### Saved entries
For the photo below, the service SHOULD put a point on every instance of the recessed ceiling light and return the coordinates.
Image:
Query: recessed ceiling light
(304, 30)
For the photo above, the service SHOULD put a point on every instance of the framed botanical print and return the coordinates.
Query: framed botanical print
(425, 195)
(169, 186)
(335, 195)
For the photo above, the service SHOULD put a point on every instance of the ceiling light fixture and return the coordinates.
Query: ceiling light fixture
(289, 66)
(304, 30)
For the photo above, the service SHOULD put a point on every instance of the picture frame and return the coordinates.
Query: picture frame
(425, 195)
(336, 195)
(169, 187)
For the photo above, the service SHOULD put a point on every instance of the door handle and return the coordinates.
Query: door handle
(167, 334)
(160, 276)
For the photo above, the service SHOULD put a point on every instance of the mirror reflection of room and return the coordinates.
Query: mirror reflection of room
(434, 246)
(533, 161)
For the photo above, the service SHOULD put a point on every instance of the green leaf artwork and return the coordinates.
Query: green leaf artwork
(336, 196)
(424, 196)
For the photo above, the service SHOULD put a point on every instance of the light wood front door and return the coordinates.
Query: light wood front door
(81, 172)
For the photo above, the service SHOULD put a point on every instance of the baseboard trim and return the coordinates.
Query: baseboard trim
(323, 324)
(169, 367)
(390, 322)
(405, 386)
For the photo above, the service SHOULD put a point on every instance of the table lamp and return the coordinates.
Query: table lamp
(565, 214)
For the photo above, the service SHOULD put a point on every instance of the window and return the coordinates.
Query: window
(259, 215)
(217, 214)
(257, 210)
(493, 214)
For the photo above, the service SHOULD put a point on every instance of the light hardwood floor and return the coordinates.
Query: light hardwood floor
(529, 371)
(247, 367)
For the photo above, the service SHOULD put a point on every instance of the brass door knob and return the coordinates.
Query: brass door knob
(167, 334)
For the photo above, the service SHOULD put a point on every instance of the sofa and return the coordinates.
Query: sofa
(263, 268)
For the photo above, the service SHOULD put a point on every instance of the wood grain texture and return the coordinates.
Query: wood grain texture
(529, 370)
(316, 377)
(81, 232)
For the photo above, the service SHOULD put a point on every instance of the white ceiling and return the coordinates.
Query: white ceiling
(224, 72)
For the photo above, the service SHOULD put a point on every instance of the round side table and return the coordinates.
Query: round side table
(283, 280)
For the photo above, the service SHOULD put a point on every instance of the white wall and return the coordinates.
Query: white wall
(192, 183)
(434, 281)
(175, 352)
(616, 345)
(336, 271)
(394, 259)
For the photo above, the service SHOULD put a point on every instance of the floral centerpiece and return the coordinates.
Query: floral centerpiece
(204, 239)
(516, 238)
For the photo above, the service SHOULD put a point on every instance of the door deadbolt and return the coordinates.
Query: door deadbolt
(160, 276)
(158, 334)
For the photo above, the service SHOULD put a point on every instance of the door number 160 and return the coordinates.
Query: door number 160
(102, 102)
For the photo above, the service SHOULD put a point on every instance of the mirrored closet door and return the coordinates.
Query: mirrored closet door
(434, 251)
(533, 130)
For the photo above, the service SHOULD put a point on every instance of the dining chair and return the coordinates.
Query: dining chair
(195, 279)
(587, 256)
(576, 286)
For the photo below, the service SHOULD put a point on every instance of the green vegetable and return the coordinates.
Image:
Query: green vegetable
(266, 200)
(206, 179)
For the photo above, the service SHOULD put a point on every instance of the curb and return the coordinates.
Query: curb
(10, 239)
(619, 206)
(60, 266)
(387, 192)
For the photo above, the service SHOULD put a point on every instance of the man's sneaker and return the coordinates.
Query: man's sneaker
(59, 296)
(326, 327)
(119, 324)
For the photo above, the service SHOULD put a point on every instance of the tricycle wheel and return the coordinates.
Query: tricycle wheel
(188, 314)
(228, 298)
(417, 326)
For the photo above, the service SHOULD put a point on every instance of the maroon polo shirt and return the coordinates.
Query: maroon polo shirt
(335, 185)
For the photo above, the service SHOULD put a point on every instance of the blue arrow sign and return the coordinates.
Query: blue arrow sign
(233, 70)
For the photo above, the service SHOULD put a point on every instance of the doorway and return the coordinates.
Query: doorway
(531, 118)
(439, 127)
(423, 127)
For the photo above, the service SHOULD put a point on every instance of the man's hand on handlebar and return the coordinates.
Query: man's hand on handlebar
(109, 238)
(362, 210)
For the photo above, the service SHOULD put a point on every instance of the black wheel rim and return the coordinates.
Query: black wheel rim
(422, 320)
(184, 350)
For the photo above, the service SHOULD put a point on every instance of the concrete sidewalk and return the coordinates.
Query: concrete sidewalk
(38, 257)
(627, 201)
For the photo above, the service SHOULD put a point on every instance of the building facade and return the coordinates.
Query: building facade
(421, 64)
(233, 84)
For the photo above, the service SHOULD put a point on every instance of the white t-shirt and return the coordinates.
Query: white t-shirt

### WHAT YOU WILL DO
All entries above need to be copied verbatim.

### RESULT
For the photo below, the service SHOULD put a point on every instance of the recessed ceiling light and return the coordinates.
Image:
Query: recessed ceiling light
(304, 30)
For the photo above, the service SHOULD put a point on every instance of the framed botanical print and return the coordinates.
Query: framed botanical print
(425, 195)
(169, 186)
(335, 195)
For the photo above, the service SHOULD put a point on every instance of the ceiling light fixture and return the coordinates.
Query: ceiling light fixture
(289, 66)
(304, 30)
For the photo above, the service SHOULD put a point on every instance of the picture frame and return the coordinates.
Query: picture frame
(425, 195)
(336, 195)
(169, 187)
For the photo above, the service SHOULD put a point on every instance of the door handle and return the coordinates.
Query: door handle
(167, 334)
(160, 276)
For the photo above, the service SHOULD put a point on every instance of the mirror reflection of room and return the coordinates.
Query: mirror reflection of room
(434, 246)
(533, 161)
For the photo above, the service SHOULD put a point on every instance of the green leaf artwork and return the coordinates.
Query: green leaf artwork
(336, 196)
(424, 196)
For the photo above, the service SHOULD put a point on every instance of the light wood front door and return the coordinates.
Query: light wood front door
(81, 172)
For the photo above, the service SHOULD put a point on every instance of the baseboard trim and return the coordinates.
Query: baseboard trim
(323, 324)
(169, 367)
(390, 322)
(405, 386)
For the photo above, the service SHOULD put a point on every instance of the table lamp and return the coordinates.
Query: table lamp
(565, 214)
For the photo above, the service SHOULD put a point on every instance of the window and return the coordinates.
Query: window
(259, 215)
(217, 214)
(257, 210)
(493, 214)
For the photo above, the service SHOULD put a point on every instance of the light hardwood floor and return the coordinates.
Query: light hardwood floor
(529, 371)
(247, 367)
For the photo above, the service SHOULD put a point on every instance of the brass door knob and return the coordinates.
Query: brass door knob
(167, 334)
For the photo above, the service SHOULD put a point on every instance of the sofa and return the coordinates.
Query: sofa
(263, 268)
For the photo above, the service SHOULD put a point on every instance of the wood grain texture and return the coordinates.
Query: wood grain texture
(529, 370)
(316, 377)
(81, 232)
For the photo above, the service SHOULD put a point on every instance of the white ceiling and return the coordinates.
Query: white ceiling
(224, 72)
For the photo above, the service SHOULD put a point on every instance of the round side table and return the coordinates.
Query: round side table
(283, 280)
For the photo above, the service SHOULD put a point on every instance of the white wall and return the coordinates.
Query: white wall
(192, 183)
(434, 281)
(175, 352)
(616, 345)
(336, 271)
(394, 259)
For the photo above, the service SHOULD put a point on every instance of the floral centerpiece and return the coordinates.
Query: floral centerpiece
(204, 239)
(516, 238)
For the photo above, the service SHOULD put a point on every instance of the door deadbolt and return the coordinates.
Query: door deadbolt
(160, 276)
(158, 334)
For the photo above, the service SHOULD put a point on every instance of the door number 160 and return the coordinates.
Query: door number 160
(102, 102)
For the photo above, the service SHOULD put a point on every instance of the mirrored closet door and return the coordinates.
Query: mirrored closet door
(434, 251)
(533, 130)
For the photo above, the service SHOULD put a point on every instance of the dining chair and return the coordinates.
Query: dining chair
(195, 279)
(587, 256)
(576, 286)
For the photo below, the service SHOULD put a point on every instance of the green vegetable and return the coordinates.
Image:
Query: green vegetable
(266, 200)
(206, 179)
For the photo above, the service SHOULD put a point on every instance of the curb and return the coordinates.
Query: curb
(10, 239)
(619, 206)
(60, 266)
(387, 192)
For the photo above, the service SHOULD put a point on every instance of the man's sneaker and return the coordinates.
Query: man's sneaker
(59, 296)
(326, 327)
(119, 324)
For the photo above, the service SHOULD put a point on every instance of the tricycle wheel and return the coordinates.
Query: tricycle wheel
(188, 314)
(228, 298)
(417, 326)
For the photo above, the service SHOULD put a point on every instance of the maroon polo shirt and return the coordinates.
Query: maroon polo shirt
(335, 185)
For the photo above, the service SHOULD put a point on every instance of the blue arrow sign and return the coordinates.
Query: blue arrow sign
(233, 70)
For the photo above, the service SHOULD put a point on every instance of the doorway and return the coordinates.
Query: doorway
(531, 118)
(439, 127)
(423, 127)
For the photo above, the service SHOULD put a point on every instance of the man's hand on handlebar and return the coordinates.
Query: man's hand on handlebar
(109, 238)
(362, 210)
For the photo above, the service SHOULD put a point on every instance of the black wheel rim and return the coordinates.
Query: black wheel rim
(422, 320)
(184, 350)
For the photo above, the service SHOULD put a point on every instance of the concrete sidewalk and return the coordinates.
Query: concrete sidewalk
(38, 257)
(627, 201)
For the photo above, the service SHOULD put a point on every instance of the building facade and return the coordinates.
Query: building facade
(421, 64)
(233, 84)
For the photo above, the service SHOULD put a point on every instance of the white t-shirt and return the coordinates.
Query: white t-shirt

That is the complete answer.